» **WHAT IS BEING ASKED**:
Copy out every item below with its wording and numbers unchanged, omitting the pictures.

[Start MATERIAL FOR THE TASK]

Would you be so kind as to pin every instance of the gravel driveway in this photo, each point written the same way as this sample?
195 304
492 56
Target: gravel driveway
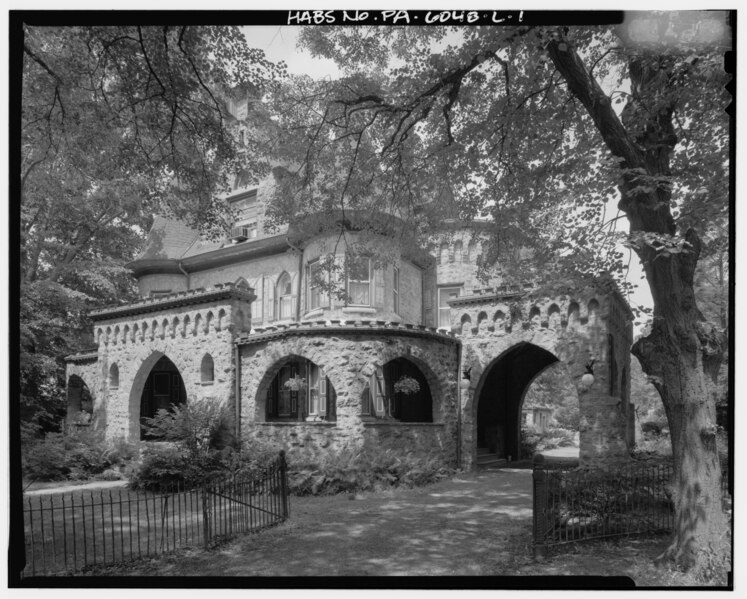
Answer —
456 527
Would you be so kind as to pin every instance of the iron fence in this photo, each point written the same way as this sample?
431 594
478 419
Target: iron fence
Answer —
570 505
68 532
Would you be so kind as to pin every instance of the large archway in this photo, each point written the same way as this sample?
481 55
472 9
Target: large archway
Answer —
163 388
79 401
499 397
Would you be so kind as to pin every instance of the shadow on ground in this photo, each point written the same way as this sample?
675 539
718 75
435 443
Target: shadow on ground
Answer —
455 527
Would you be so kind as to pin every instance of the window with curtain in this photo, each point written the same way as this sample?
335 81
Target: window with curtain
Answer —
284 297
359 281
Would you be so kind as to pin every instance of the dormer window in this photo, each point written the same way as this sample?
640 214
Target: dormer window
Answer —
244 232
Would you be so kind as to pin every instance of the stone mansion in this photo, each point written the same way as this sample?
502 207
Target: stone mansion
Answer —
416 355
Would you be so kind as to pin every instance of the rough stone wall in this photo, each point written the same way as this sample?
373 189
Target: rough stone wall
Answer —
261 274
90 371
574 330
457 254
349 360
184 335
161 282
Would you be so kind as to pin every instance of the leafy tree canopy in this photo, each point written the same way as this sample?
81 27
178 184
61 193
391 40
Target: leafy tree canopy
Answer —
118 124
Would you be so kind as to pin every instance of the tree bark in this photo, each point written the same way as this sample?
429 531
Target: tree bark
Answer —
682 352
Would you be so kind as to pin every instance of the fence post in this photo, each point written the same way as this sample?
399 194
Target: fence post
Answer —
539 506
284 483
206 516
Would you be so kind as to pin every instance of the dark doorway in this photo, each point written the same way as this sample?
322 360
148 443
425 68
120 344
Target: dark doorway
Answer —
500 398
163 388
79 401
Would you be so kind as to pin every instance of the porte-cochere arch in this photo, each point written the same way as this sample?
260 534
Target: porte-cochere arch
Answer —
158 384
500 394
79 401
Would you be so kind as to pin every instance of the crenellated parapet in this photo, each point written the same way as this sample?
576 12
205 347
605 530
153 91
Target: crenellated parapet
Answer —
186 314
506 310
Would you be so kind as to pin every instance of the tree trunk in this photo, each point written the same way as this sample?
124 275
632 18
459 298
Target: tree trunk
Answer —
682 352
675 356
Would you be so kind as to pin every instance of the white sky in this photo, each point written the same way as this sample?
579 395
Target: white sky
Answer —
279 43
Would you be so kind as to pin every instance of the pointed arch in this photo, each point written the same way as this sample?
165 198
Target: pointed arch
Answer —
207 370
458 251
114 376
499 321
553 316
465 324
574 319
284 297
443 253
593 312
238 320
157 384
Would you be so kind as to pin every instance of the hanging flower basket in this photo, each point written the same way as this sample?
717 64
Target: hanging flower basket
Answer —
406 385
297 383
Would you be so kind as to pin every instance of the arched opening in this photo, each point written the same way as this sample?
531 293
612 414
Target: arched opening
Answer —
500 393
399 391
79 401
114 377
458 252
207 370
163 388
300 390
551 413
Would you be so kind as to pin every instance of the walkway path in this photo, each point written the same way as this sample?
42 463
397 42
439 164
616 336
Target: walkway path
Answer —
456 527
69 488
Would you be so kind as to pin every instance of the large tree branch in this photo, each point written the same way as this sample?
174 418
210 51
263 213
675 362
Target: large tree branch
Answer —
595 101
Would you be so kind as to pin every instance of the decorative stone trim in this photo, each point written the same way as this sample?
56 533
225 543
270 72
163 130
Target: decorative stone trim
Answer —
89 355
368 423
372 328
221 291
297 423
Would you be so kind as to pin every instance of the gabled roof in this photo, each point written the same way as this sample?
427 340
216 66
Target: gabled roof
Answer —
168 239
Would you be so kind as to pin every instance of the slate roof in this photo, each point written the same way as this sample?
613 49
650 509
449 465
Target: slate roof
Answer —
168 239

[End MATERIAL FOR THE TASK]

» **ANSWER TO THIS TASK**:
Would you be so kind as to pin every instance of the gravel driveway in this photo, each point written the same way as this sample?
195 304
492 56
Target: gravel driveway
Answer —
456 527
Would you be so kind as to pin every instance of the iron fence in this photo, each point written the same way as this sample?
431 594
478 419
Target: iron fence
Answer —
570 505
68 532
Would you be so kind as to pin every instance of the large archway in this photo, each point written the same way as this sample?
481 55
472 9
Target: large archway
Answer —
163 388
79 401
499 397
Would you be so kind as to pin every instance of the shadow on ground in this photo, each point written the same way as this sample?
675 539
718 75
435 443
Target: shadow on ground
Answer —
455 527
Would you be so kind as to pin every instance of the window with curtain in this photo, each point written the same way as this sample?
335 81
Target: window with curtain
Answer —
284 297
359 281
Would you be so kind as to pin every instance of the dormer window in this photo, each point written the same way as this sample?
640 214
Target: dormer window
Answer —
244 232
Would you be so kind as to pin every instance of the stone mansion in this photo, each point written the same way as this sample?
502 207
Target: stone mansion
Answer —
416 355
Would you be so kind as to pin every instance of the rough stone wall in this photo, each point written the same way as this sample?
373 189
Target: rough stone wall
Answer —
261 274
90 371
574 330
457 254
349 360
184 335
161 282
Would you be so kind as to pin every instance of the leafy tree canopy in this photo, each point written the same way as this sample?
81 27
178 184
61 193
391 40
Target: leafy tree canopy
Answer —
118 124
Would you be so kind as to pin every instance of the tree bark in this photo, each point written the same way as this sample?
429 531
Target: tree bark
Answer —
682 352
Would you be so kind as to pin every instance of the fence post in this photo, each point written the same way as this sample?
399 194
Target: fence post
Answer —
539 506
284 483
206 516
Would you be so kind as to pin every instance of the dark doorway in this photo, each point written the same way as this sample?
322 360
148 443
425 68
120 344
Target: dark doorway
Answer —
500 398
163 388
79 401
Would you be so kind as to pin every instance of the porte-cochere arch in this photo, each point written the same way as this sample?
260 534
Target: porte-cochere arch
Answer —
158 384
500 394
79 401
Would you be so kind as to pin every instance of the crenellated parapet in this photo, each point written the same way as this sample?
576 12
205 347
605 530
153 91
Target: crenellated parapet
Answer —
186 314
506 310
Would you be so kind as to pin every instance of the tree trunk in this photo, each point written the same way as this sample?
124 275
632 18
459 298
Target: tree trunk
Answer —
682 352
675 356
Would you be so kind as to pin every instance of the white sky in this photo, each point written the same way as this sample?
579 395
Target: white sky
Answer —
279 43
Would you be so kind as to pin every instance of the pointed arch in this photo, each point written the same way as this sample?
165 198
Target: pointed arch
Answer —
207 370
458 251
114 376
499 321
553 316
465 324
574 319
284 297
443 253
593 312
238 320
157 384
Would you be so kind as to pin every instance of the hanging flower basket in this photo, each point written the same way as this sample?
717 64
Target: hanging flower basket
Answer —
406 385
297 383
Would you be so kind as to pin every instance of the arched opening in this photo, each point written the same way as this sample?
531 293
612 414
Target: arched opening
Answer —
500 393
399 391
79 401
114 377
458 252
207 370
163 388
300 390
551 413
Would you be so kind as to pin every instance of the walkway path in this photo, each point written the same way as this sample?
42 463
397 42
439 164
616 336
Target: walkway path
Answer —
456 527
69 488
Would you be so kind as to pin every instance of the large tree branch in this photo, each point written the same way as this sample?
174 418
210 51
263 213
675 362
Target: large tree branch
Answer —
595 101
Would you be so kind as to pin every instance of the decorative stone trim in this photo, each point written the same way as this sample?
56 533
225 543
270 72
163 130
Target: decorative stone trim
Answer —
89 355
368 423
372 328
221 291
297 423
Would you be so kind as to pin every instance of the gabled roof in this photo, each point written the same way as this sample?
427 340
216 66
Target: gabled roof
Answer —
168 239
Would you be so kind as to pin every instance of the slate roof in this photo, each point written the same way as this sample?
613 49
650 509
449 465
Target: slate roof
Answer —
168 239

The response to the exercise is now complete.